■ Задания
1. Если верить тексту о русизмах, к каким формам прежде всего относятся различия лишь в звучании, возникшие за пределами данного периода?
2. Выведите нумерованным списком всё в записях, от строки с «Would you mind tagging the green blurred» до самого конца записей, пропустив пустые строки. Картинки в ответ не включайте.

■ Исходный текст

Уже в языке домонгольской Руси они принадлежали только восточным славянам. Строго говоря, понятие «русизм» весьма относительно, поскольку возможно двоякое осмысление функциональных и системных отношений древнерусского языка: с точки зрения современного языка обсуждаемые в данной статье слова являются русизмами, но с точки зрения их происхождения к числу таковых могли бы быть отнесены и многие другие слова: и общеславянские, которые впоследствии исчезли у западных и южных славян, и новые (переносные) значения общеславянских слов, оставшихся неизвестными другим славянским говорам (хотя переносное значение слова вполне может определяться только дошедшим до нас контекстом, а на самом деле оно окказионально, семантически потенциально или является гапаксом, встречается один раз). Это могли быть и слова с различием лишь в звучании, и такие различия возникали уже за пределами данного периода времени (это прежде всего относится к полногласным/неполногласным формам); и общеславянские по происхождению, но различающиеся словообразовательными элементами лексемы; и слова, заимствованные в данном регионе распространения общеславянского языка; и книжные заимствования, которые оказались употребительными именно в данной славянской среде; и общеславянские диалектизмы, в число которых обычно входили слова в узком бытовом значении (кажущийся русизм); и общеславянские лексемы, определенно не являвшиеся словами общеславянского происхождения (такие довольно часто указываются в этимологических словарях славянских языков). Учитывая все это, следует определить, что мы называем русизмом.

■ Выдержки из записей
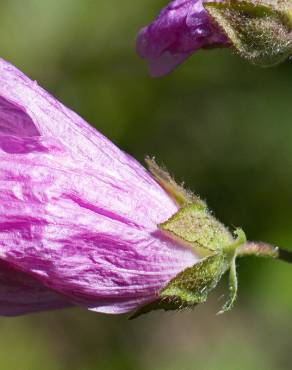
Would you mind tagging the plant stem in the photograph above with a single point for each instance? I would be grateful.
(260, 249)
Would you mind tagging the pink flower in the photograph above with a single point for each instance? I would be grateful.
(181, 28)
(78, 217)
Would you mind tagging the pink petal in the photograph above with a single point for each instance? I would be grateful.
(76, 213)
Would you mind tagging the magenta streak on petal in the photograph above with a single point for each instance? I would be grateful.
(77, 215)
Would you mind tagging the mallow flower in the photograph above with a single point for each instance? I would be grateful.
(259, 30)
(84, 224)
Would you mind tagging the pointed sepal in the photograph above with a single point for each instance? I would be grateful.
(195, 226)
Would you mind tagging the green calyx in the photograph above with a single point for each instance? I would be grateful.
(194, 227)
(259, 30)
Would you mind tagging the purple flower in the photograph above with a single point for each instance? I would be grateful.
(181, 28)
(78, 217)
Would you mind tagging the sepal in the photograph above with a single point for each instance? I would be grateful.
(259, 30)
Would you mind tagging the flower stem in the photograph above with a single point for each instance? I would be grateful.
(260, 249)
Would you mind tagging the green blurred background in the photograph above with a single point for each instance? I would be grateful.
(217, 123)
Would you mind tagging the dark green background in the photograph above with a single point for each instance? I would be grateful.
(217, 123)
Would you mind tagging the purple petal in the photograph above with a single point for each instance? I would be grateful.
(76, 213)
(20, 293)
(181, 28)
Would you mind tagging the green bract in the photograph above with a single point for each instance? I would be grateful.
(260, 30)
(195, 227)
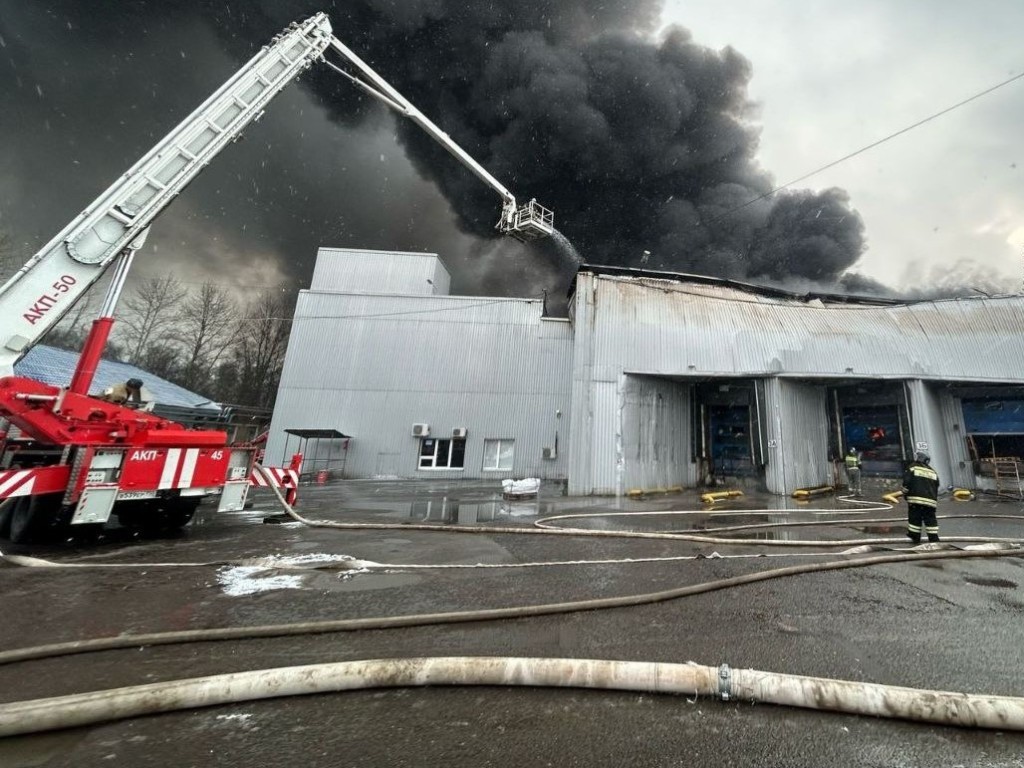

■ Ответы
1. Прежде всего к полногласным/неполногласным формам.

2.
1. Would you mind tagging the green blurred background in the photograph above with a single point for each instance? I would be grateful.
2. (217, 123)
3. Would you mind tagging the dark green background in the photograph above with a single point for each instance? I would be grateful.
4. (217, 123)
5. Would you mind tagging the purple petal in the photograph above with a single point for each instance? I would be grateful.
6. (76, 213)
7. (20, 293)
8. (181, 28)
9. Would you mind tagging the green bract in the photograph above with a single point for each instance? I would be grateful.
10. (260, 30)
11. (195, 227)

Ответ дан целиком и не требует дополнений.